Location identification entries
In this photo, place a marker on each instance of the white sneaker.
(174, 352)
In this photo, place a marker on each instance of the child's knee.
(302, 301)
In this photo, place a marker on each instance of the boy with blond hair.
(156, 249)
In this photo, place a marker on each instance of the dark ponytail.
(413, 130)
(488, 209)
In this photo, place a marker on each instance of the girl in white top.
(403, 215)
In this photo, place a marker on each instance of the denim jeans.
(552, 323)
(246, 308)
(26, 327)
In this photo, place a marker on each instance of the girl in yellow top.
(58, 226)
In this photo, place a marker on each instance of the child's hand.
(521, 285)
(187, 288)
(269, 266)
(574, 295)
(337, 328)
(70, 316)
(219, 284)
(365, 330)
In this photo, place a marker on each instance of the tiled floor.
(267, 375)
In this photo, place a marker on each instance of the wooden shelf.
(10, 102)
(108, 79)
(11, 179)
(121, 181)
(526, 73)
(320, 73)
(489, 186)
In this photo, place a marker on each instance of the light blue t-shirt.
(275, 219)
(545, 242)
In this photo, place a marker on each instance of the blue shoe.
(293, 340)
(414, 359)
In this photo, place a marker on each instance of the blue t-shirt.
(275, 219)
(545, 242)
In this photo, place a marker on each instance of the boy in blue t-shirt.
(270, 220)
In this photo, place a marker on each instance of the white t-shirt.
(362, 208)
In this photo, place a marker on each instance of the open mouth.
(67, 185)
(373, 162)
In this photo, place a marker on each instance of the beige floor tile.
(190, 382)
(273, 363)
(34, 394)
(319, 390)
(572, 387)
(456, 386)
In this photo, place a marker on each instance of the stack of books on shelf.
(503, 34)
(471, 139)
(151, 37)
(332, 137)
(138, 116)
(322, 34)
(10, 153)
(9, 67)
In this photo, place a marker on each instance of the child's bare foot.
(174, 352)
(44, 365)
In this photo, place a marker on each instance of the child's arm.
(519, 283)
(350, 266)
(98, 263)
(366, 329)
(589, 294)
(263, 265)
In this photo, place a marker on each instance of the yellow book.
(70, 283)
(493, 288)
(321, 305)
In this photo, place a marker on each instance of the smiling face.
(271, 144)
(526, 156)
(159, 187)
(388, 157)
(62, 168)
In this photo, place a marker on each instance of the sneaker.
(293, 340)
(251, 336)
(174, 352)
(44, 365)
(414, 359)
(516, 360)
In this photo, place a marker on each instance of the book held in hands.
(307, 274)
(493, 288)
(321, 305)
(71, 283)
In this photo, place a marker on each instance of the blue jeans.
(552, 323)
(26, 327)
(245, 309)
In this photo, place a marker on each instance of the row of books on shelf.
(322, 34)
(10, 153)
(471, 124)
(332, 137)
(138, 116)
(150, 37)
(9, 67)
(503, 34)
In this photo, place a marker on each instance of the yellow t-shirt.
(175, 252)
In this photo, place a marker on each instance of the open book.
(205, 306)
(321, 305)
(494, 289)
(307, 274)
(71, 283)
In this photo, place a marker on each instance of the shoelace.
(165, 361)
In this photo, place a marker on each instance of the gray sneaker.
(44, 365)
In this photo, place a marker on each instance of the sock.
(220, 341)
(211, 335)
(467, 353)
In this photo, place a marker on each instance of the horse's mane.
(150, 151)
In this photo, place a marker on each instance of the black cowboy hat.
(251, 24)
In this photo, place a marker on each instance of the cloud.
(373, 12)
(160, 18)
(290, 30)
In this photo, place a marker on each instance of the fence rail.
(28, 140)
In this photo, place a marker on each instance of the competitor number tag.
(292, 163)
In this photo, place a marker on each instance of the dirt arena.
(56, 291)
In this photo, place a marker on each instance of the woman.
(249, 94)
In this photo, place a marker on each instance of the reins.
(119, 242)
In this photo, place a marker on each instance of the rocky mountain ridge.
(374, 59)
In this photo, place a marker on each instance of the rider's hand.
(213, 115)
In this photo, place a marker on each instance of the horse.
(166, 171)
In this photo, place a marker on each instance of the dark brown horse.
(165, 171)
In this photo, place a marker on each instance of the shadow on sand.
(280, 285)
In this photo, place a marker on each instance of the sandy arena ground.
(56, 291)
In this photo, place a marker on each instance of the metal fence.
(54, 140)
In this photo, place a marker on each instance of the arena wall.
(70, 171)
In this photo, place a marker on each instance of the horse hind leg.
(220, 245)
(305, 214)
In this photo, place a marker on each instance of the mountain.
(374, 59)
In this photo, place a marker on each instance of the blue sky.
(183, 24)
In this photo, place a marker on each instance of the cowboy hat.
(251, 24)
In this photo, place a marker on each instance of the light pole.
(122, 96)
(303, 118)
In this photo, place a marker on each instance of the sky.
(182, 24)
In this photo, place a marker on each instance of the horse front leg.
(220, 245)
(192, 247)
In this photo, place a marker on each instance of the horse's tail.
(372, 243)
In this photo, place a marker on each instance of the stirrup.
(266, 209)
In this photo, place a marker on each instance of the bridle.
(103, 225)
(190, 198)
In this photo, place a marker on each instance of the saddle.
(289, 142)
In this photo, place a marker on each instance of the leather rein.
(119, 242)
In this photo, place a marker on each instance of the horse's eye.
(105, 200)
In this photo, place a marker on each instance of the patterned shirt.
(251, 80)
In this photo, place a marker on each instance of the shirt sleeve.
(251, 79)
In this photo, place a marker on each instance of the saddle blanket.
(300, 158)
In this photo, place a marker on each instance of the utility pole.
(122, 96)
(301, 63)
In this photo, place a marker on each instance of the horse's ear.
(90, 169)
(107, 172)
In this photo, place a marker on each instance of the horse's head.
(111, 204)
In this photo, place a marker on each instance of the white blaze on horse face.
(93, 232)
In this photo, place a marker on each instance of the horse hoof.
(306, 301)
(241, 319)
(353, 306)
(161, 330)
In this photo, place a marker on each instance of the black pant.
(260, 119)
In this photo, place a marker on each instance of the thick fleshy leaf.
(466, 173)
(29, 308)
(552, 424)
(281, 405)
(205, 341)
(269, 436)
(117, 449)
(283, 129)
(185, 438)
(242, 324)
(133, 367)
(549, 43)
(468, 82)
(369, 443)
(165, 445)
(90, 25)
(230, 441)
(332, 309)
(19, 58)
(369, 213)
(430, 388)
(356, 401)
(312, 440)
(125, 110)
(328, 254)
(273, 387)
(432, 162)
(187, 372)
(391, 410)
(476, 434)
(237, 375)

■ GOAL ■
Put every line of the records above into a numbered list, omitting any blank lines.

■ RESPONSE TO THIS EXERCISE ■
1. In this photo, place a marker on each instance of the white sneaker.
2. (174, 352)
3. In this photo, place a marker on each instance of the child's knee.
4. (302, 301)
5. In this photo, place a marker on each instance of the boy with blond hair.
6. (156, 249)
7. In this photo, place a marker on each instance of the dark ponytail.
8. (413, 130)
9. (488, 209)
10. In this photo, place a marker on each instance of the girl in white top.
11. (403, 215)
12. In this photo, place a marker on each instance of the denim jeans.
13. (552, 323)
14. (246, 308)
15. (26, 327)
16. In this photo, place a marker on each instance of the girl in yellow top.
17. (58, 226)
18. In this photo, place a marker on each instance of the child's hand.
19. (521, 285)
20. (187, 288)
21. (269, 266)
22. (574, 295)
23. (337, 328)
24. (70, 316)
25. (219, 284)
26. (365, 330)
27. In this photo, place a marker on each instance of the tiled floor.
28. (267, 375)
29. In this photo, place a marker on each instance of the wooden shelf.
30. (10, 102)
31. (108, 79)
32. (11, 179)
33. (121, 181)
34. (526, 73)
35. (320, 73)
36. (489, 186)
37. In this photo, place a marker on each instance of the light blue t-shirt.
38. (275, 219)
39. (545, 242)
40. In this photo, place a marker on each instance of the blue shoe.
41. (293, 340)
42. (414, 359)
43. In this photo, place a marker on each instance of the blue t-shirt.
44. (275, 219)
45. (545, 242)
46. In this photo, place a marker on each instance of the boy in blue t-shirt.
47. (270, 220)
48. In this photo, place a marker on each instance of the white t-shirt.
49. (362, 208)
50. In this photo, place a marker on each instance of the open mouth.
51. (67, 185)
52. (373, 162)
53. In this photo, place a marker on each instance of the beige floor tile.
54. (190, 382)
55. (273, 363)
56. (34, 394)
57. (319, 390)
58. (572, 387)
59. (456, 386)
60. In this photo, place a marker on each instance of the stack of books on shelf.
61. (503, 34)
62. (471, 139)
63. (151, 37)
64. (332, 137)
65. (138, 116)
66. (322, 34)
67. (10, 153)
68. (9, 67)
69. In this photo, place a marker on each instance of the child's bare foot.
70. (174, 352)
71. (44, 365)
72. In this photo, place a marker on each instance of the child's arm.
73. (519, 283)
74. (350, 266)
75. (98, 263)
76. (366, 329)
77. (589, 294)
78. (263, 265)
79. In this photo, place a marker on each instance of the yellow book.
80. (70, 283)
81. (493, 288)
82. (321, 305)
83. In this photo, place a marker on each instance of the smiling face.
84. (271, 144)
85. (526, 156)
86. (159, 187)
87. (388, 157)
88. (62, 168)
89. In this photo, place a marker on each instance of the sneaker.
90. (293, 340)
91. (251, 336)
92. (174, 352)
93. (44, 365)
94. (414, 359)
95. (516, 360)
96. In this photo, place a marker on each instance of the book held in hands.
97. (307, 274)
98. (493, 288)
99. (321, 305)
100. (71, 283)
101. In this photo, place a marker on each instance of the blue jeans.
102. (552, 323)
103. (26, 327)
104. (245, 309)
105. In this photo, place a marker on each instance of the row of books on shelf.
106. (322, 34)
107. (10, 153)
108. (471, 124)
109. (332, 137)
110. (138, 116)
111. (150, 37)
112. (9, 67)
113. (503, 34)
114. In this photo, place a marker on each instance of the yellow t-shirt.
115. (175, 252)
116. In this photo, place a marker on each instance of the open book.
117. (205, 306)
118. (321, 305)
119. (494, 289)
120. (307, 274)
121. (71, 283)
122. In this photo, place a marker on each instance of the shoelace.
123. (165, 361)
124. In this photo, place a marker on each instance of the gray sneaker.
125. (44, 365)
126. In this photo, place a marker on each instance of the sock.
127. (220, 341)
128. (211, 335)
129. (467, 353)
130. In this photo, place a marker on each instance of the horse's mane.
131. (150, 151)
132. In this photo, place a marker on each instance of the black cowboy hat.
133. (251, 24)
134. In this photo, place a marker on each instance of the cloud.
135. (373, 12)
136. (160, 18)
137. (290, 30)
138. In this photo, place a marker on each instance of the fence rail.
139. (28, 140)
140. In this photo, place a marker on each instance of the competitor number tag.
141. (292, 163)
142. In this photo, place a marker on each instance of the dirt arena.
143. (56, 291)
144. In this photo, place a marker on each instance of the woman.
145. (249, 94)
146. In this photo, place a marker on each instance of the reins.
147. (119, 242)
148. In this photo, place a marker on each instance of the rocky mountain ridge.
149. (374, 59)
150. In this photo, place a marker on each instance of the rider's hand.
151. (213, 115)
152. In this photo, place a marker on each instance of the horse.
153. (166, 171)
154. In this photo, place a marker on each instance of the dark brown horse.
155. (165, 171)
156. In this photo, place a marker on each instance of the shadow on sand.
157. (280, 285)
158. In this photo, place a marker on each instance of the sandy arena ground.
159. (56, 291)
160. In this photo, place a marker on each instance of the metal fence.
161. (54, 140)
162. In this photo, place a marker on each instance of the arena wall.
163. (70, 171)
164. In this photo, place a marker on each instance of the horse hind leg.
165. (220, 245)
166. (305, 214)
167. In this photo, place a marker on each instance of the mountain.
168. (374, 59)
169. In this photo, place a marker on each instance of the blue sky.
170. (183, 24)
171. In this photo, place a marker on each instance of the cowboy hat.
172. (251, 24)
173. In this photo, place a marker on each instance of the light pole.
174. (122, 96)
175. (303, 118)
176. In this photo, place a marker on each instance of the sky.
177. (182, 24)
178. In this photo, place a marker on each instance of the horse front leg.
179. (220, 245)
180. (192, 247)
181. In this photo, place a marker on each instance of the horse's tail.
182. (372, 243)
183. In this photo, place a marker on each instance of the stirrup.
184. (266, 209)
185. In this photo, place a marker on each instance of the bridle.
186. (103, 225)
187. (190, 198)
188. In this photo, place a marker on each instance of the saddle.
189. (289, 142)
190. In this photo, place a marker on each instance of the leather rein.
191. (119, 242)
192. In this photo, place a marker on each instance of the horse's eye.
193. (105, 200)
194. In this photo, place a marker on each instance of the patterned shirt.
195. (251, 80)
196. In this photo, place a marker on each instance of the shirt sleeve.
197. (251, 79)
198. In this photo, place a marker on each instance of the saddle blanket.
199. (300, 158)
200. In this photo, place a marker on each instance of the utility pole.
201. (122, 96)
202. (301, 63)
203. In this photo, place a marker on each instance of the horse's ear.
204. (90, 169)
205. (107, 172)
206. In this photo, place a marker on each instance of the horse's head.
207. (111, 204)
208. In this photo, place a marker on each instance of the white blaze on horse face.
209. (93, 232)
210. In this photo, place a marker on each instance of the horse hoof.
211. (306, 301)
212. (241, 319)
213. (353, 306)
214. (161, 330)
215. In this photo, place a marker on each instance of the black pant.
216. (260, 119)
217. In this photo, place a marker on each instance of the thick fleshy leaf.
218. (466, 173)
219. (29, 308)
220. (552, 424)
221. (281, 405)
222. (205, 341)
223. (269, 436)
224. (117, 449)
225. (283, 129)
226. (185, 438)
227. (242, 324)
228. (133, 367)
229. (549, 43)
230. (468, 82)
231. (369, 443)
232. (165, 445)
233. (90, 25)
234. (230, 441)
235. (332, 309)
236. (19, 58)
237. (369, 213)
238. (430, 388)
239. (356, 401)
240. (312, 440)
241. (125, 110)
242. (328, 254)
243. (273, 387)
244. (432, 162)
245. (187, 372)
246. (391, 410)
247. (476, 434)
248. (237, 375)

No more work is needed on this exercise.